-- YOUR TASK --
Give back all of the data exactly as it stands, with the pictures removed.

Data entries:
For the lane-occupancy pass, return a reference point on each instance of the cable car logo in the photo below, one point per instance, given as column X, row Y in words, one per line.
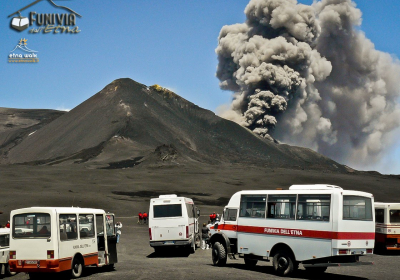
column 21, row 23
column 27, row 54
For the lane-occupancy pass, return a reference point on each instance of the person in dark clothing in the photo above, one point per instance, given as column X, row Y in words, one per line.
column 145, row 218
column 204, row 236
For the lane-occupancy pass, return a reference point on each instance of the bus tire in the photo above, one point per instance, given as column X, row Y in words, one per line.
column 77, row 268
column 250, row 263
column 283, row 263
column 316, row 270
column 218, row 254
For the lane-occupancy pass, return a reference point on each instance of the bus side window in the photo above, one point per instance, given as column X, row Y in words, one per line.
column 252, row 206
column 314, row 207
column 86, row 225
column 379, row 215
column 67, row 227
column 281, row 206
column 230, row 215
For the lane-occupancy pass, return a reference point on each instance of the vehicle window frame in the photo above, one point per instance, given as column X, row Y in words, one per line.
column 71, row 235
column 34, row 233
column 325, row 202
column 357, row 197
column 244, row 211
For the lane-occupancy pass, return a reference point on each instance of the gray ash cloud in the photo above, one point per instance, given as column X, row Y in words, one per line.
column 307, row 75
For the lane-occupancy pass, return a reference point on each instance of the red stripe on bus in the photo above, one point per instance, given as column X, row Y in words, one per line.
column 298, row 232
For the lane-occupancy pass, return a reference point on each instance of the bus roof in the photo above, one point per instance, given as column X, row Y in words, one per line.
column 295, row 189
column 58, row 210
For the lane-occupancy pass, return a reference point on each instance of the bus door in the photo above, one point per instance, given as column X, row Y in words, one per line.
column 111, row 239
column 228, row 224
column 101, row 237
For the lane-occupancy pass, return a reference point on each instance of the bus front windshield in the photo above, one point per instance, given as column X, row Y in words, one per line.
column 31, row 225
column 357, row 208
column 167, row 211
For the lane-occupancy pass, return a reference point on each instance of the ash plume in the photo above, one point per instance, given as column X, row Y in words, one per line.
column 307, row 75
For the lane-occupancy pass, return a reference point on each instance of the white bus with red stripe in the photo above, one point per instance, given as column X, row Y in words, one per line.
column 173, row 222
column 55, row 239
column 387, row 218
column 316, row 225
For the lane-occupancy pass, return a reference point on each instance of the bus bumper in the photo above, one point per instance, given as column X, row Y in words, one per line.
column 39, row 265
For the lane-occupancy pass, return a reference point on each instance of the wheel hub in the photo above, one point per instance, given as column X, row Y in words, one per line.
column 282, row 263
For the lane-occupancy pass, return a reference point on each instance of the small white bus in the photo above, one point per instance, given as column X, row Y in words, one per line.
column 173, row 221
column 316, row 225
column 55, row 239
column 387, row 233
column 4, row 252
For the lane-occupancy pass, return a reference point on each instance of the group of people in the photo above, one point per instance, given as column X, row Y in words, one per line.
column 142, row 218
column 213, row 218
column 205, row 231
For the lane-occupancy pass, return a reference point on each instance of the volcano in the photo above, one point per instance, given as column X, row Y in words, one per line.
column 128, row 124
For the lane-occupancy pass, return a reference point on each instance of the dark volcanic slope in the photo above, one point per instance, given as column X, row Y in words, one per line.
column 18, row 124
column 127, row 123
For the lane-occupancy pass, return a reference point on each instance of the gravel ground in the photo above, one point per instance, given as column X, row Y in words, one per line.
column 137, row 261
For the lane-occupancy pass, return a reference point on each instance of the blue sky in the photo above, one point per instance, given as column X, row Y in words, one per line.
column 170, row 43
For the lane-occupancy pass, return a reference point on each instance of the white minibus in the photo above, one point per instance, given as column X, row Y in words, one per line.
column 316, row 225
column 55, row 239
column 173, row 221
column 4, row 252
column 387, row 218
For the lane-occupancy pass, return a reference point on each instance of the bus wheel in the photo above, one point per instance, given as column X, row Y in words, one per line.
column 250, row 262
column 198, row 241
column 283, row 263
column 316, row 270
column 218, row 254
column 77, row 268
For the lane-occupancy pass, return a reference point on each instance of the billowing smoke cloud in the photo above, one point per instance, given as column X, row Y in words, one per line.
column 306, row 75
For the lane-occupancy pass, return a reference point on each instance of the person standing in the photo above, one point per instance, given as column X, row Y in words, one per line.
column 118, row 227
column 204, row 236
column 140, row 220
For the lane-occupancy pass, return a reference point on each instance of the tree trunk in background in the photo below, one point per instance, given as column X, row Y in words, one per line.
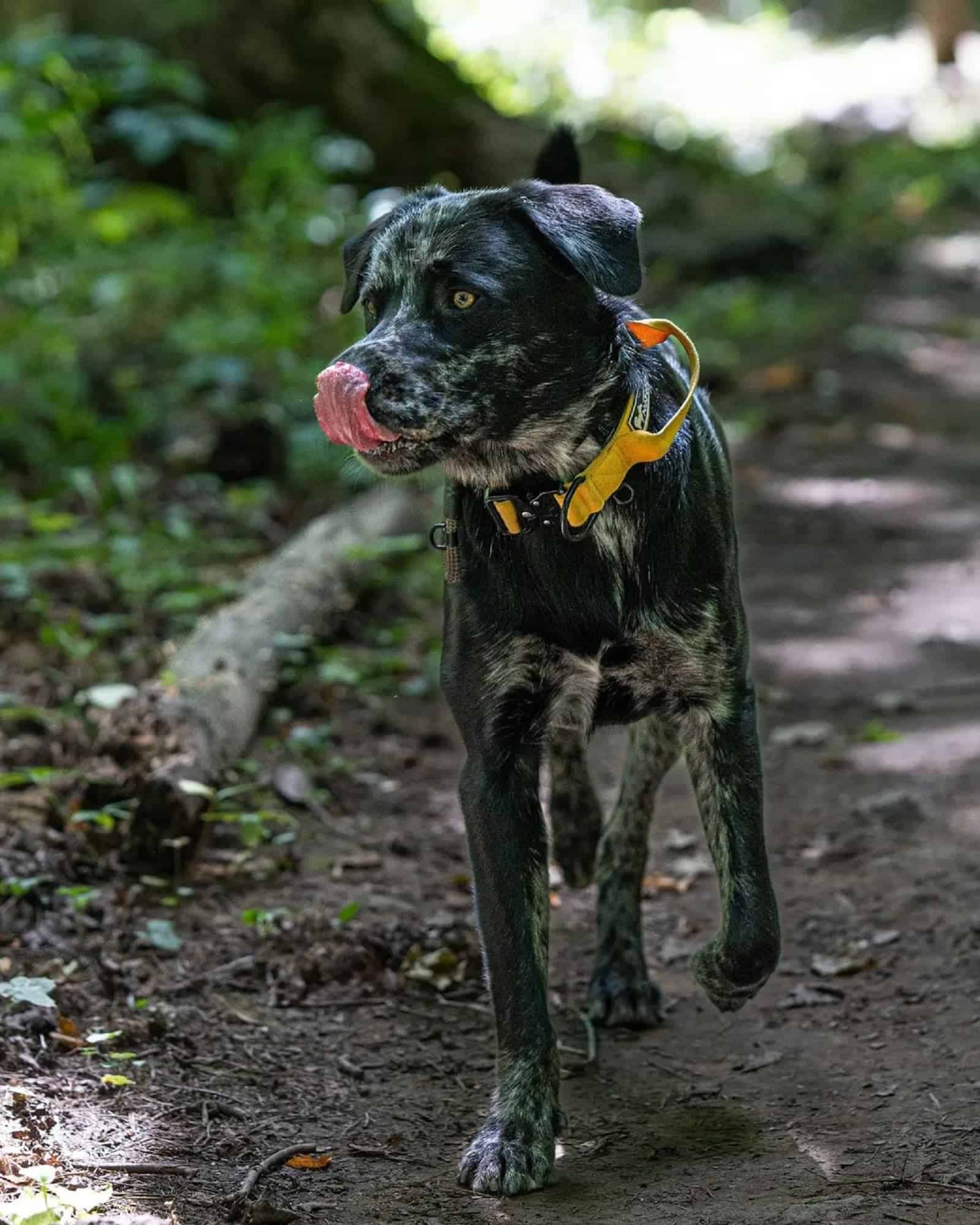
column 946, row 20
column 371, row 75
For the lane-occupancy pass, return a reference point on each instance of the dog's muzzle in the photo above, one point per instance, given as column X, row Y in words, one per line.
column 341, row 406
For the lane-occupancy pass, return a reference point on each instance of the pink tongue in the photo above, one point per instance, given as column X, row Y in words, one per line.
column 342, row 410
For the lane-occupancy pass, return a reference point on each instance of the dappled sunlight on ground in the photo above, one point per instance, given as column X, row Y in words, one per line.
column 678, row 73
column 943, row 750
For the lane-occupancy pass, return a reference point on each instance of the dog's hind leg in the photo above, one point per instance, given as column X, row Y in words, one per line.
column 575, row 810
column 620, row 992
column 723, row 755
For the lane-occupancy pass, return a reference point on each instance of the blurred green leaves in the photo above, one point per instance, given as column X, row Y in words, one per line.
column 162, row 269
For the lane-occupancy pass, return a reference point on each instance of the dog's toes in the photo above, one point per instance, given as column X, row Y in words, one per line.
column 624, row 995
column 499, row 1164
column 727, row 990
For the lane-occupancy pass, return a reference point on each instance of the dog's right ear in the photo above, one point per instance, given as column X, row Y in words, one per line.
column 559, row 161
column 358, row 251
column 595, row 232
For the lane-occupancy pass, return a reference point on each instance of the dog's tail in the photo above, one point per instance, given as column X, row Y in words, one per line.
column 559, row 161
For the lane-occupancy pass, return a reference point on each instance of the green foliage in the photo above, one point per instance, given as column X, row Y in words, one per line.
column 162, row 269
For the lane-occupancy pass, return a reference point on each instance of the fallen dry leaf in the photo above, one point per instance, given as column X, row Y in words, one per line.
column 840, row 967
column 311, row 1162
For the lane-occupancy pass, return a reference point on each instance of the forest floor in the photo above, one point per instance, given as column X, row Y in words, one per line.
column 850, row 1091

-- COMPLETED TASK --
For the lane-occupancy pass, return a reference point on each instance of the cable car logo in the photo below, one point per instance, given as column X, row Y in words, one per line.
column 21, row 23
column 27, row 54
For the lane-occupancy pass, return a reference point on each instance of the person in dark clothing in the photo above, one point per instance, given as column X, row Y in words, one per line.
column 145, row 218
column 204, row 236
For the lane-occupancy pass, return a reference point on each instance of the bus tire in the photo above, one point per instance, given as column X, row Y in words, one per line.
column 77, row 268
column 250, row 263
column 283, row 263
column 316, row 270
column 218, row 254
For the lane-occupancy pass, return a reference point on each instance of the bus side window in the photo above, one point per instance, given as column X, row Y in words, one per line.
column 252, row 206
column 314, row 207
column 86, row 225
column 379, row 215
column 67, row 227
column 281, row 206
column 230, row 215
For the lane-occupancy pass, return a reference point on each instance of the vehicle window frame in the photo above, one point per instance, given as column X, row Y in words, one per line.
column 71, row 235
column 34, row 233
column 325, row 202
column 357, row 197
column 244, row 211
For the lane-occupancy pass, return a reference point on each instance of the gray ash cloud in the photo above, one point per instance, given as column X, row Y in words, one per line.
column 307, row 75
For the lane-occupancy pass, return a reference point on each instance of the red stripe on bus in the photo above, one point per instance, given as column X, row Y in words, one per line.
column 298, row 232
For the lane-occupancy pass, return a reference point on each instance of the bus roof in the photo above, one point per instance, given as column X, row Y in words, one per line.
column 295, row 189
column 58, row 210
For the lane-occupancy pass, return a reference point on each instance of the bus door in the photo above, one point per instance, given as column X, row Y in words, one per line.
column 111, row 239
column 228, row 224
column 101, row 237
For the lane-occupancy pass, return a reference point on each instance of the bus front windshield in the photo above, one point per instance, given as column X, row Y in words, one per line.
column 31, row 225
column 357, row 208
column 167, row 211
For the lane-occupancy pass, return a reference point on each instance of the ash plume in the photo above, one point per instance, given as column X, row Y in words, one per line.
column 307, row 75
For the lane-occupancy pass, return a reference point on each instance of the white bus with red stripe in the photo above, one point per instance, given as column X, row Y in words, one per line.
column 173, row 222
column 55, row 239
column 387, row 218
column 316, row 225
For the lane-occupancy pass, return a reference point on each instance of the bus bumper in the photo above, one point per instance, given as column X, row Y in words, one per line.
column 39, row 265
For the lane-occupancy pass, return a reference point on each instance of the wheel hub in the photo above, one point per instance, given as column X, row Y in words, one per line.
column 282, row 263
For the lane-occupancy pass, return a reference point on each instance of the small white bus in the photo above, one point per instance, given as column X, row Y in words, one per line.
column 173, row 221
column 316, row 225
column 55, row 239
column 387, row 233
column 4, row 252
For the lane-occupancy pass, return a reference point on each instance of the group of people in the photo above, one point per instance, given as column X, row Y in words, one per line.
column 142, row 218
column 213, row 218
column 205, row 231
For the lane-occupancy pass, return a reference point on each instance of the volcano in the photo above, one point per instance, given as column X, row Y in words, one per line.
column 128, row 124
For the lane-occupancy pass, return a reference point on each instance of the dark volcanic slope in the photo above, one point per instance, given as column X, row Y in words, one per line.
column 18, row 124
column 127, row 123
For the lane-occupancy pass, return a reference point on each instance of the gravel ground in the photo above, one point per instance, given as column X, row Y in words, one per line.
column 137, row 261
For the lane-occupancy pass, return a reference point on each instance of the blue sky in the photo above, one point per instance, given as column X, row Y in words, one per line.
column 170, row 43
For the lane-occupancy pass, return a reference point on each instance of the white minibus in the photo above, one point per instance, given as column X, row Y in words, one per line.
column 316, row 225
column 55, row 239
column 173, row 221
column 4, row 252
column 387, row 218
For the lane-occupancy pass, return a reference point on each instance of the bus wheel in the photo above, one point per instance, given as column X, row Y in words, one per line.
column 250, row 262
column 198, row 241
column 283, row 263
column 316, row 270
column 218, row 254
column 77, row 268
For the lane-occupancy pass, return a reference point on each instance of the billowing smoke cloud in the photo above, one point per instance, given as column X, row Y in words, one per line.
column 306, row 75
For the lane-occupancy pass, return a reference point on each instance of the person standing in the photo above, one point per instance, given as column X, row Y in words, one per line.
column 118, row 227
column 204, row 236
column 140, row 220
For the lane-occupancy pass, return a reference point on each instance of the tree trunk in background in the photo below, one point per instance, given as column X, row Y in words, one per line.
column 946, row 20
column 371, row 75
For the lane-occupancy pass, return a reference point on each instance of the dog's muzzle in the photo above, one point per instance, given as column X, row Y in words, one per line.
column 341, row 406
For the lane-occupancy pass, return a reference point on each instance of the pink tongue in the photo above, one point per instance, given as column X, row Y in words, one per line.
column 342, row 410
For the lane-occupancy pass, return a reference point on each instance of the dappled sunlight on ground in the photo above, one point per instance, given as column X, row Y in words, one per line.
column 678, row 73
column 943, row 750
For the lane-occupancy pass, return a reference point on each instance of the dog's hind leg in the photo above, one point per instance, given as column X, row Y in words, one per line.
column 575, row 810
column 620, row 992
column 723, row 755
For the lane-occupancy pass, return a reference point on each instance of the blurred green leaves in the photo above, one point per instance, given as column X, row Y in words, one per line.
column 162, row 269
For the lane-occupancy pass, return a reference point on each instance of the dog's toes in the photo above, one point per instance, given as column X, row Y in words, one per line.
column 624, row 995
column 499, row 1164
column 727, row 990
For the lane-occupancy pass, return a reference point on each instance of the dog's right ear in the photo above, one point per instance, given as column X, row Y in words, one per line.
column 559, row 161
column 358, row 251
column 595, row 232
For the lane-occupancy pass, return a reference point on each instance of the dog's tail in the photo above, one point per instance, given as column X, row Y in words, one per line.
column 559, row 161
For the lane-occupancy pass, return a reference point on each instance of the green foliage in the photo above, one point per instance, given as column X, row Y in words, one per line.
column 162, row 269
For the lane-occupancy pass, return a reference point on each instance of the fallen dry leaf in the photo above, one point per instance, given as column X, row Y in words, one per line.
column 840, row 967
column 311, row 1162
For the lane-occupancy pass, return a reference point on each instance of the forest floor in the photo above, one point per instance, given as column X, row Y in words, one per line.
column 850, row 1091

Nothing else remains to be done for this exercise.